(To do): Retype each line below without a single alteration.

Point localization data
..............................
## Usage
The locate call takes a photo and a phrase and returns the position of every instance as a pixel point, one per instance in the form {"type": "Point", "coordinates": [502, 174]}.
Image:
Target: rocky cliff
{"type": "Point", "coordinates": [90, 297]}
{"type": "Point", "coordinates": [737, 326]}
..............................
(Finished task):
## Usage
The locate call takes a photo and a phrase and returns the position of every instance as a pixel point, one per instance in the form {"type": "Point", "coordinates": [502, 174]}.
Image:
Target: rocky cliff
{"type": "Point", "coordinates": [90, 297]}
{"type": "Point", "coordinates": [737, 326]}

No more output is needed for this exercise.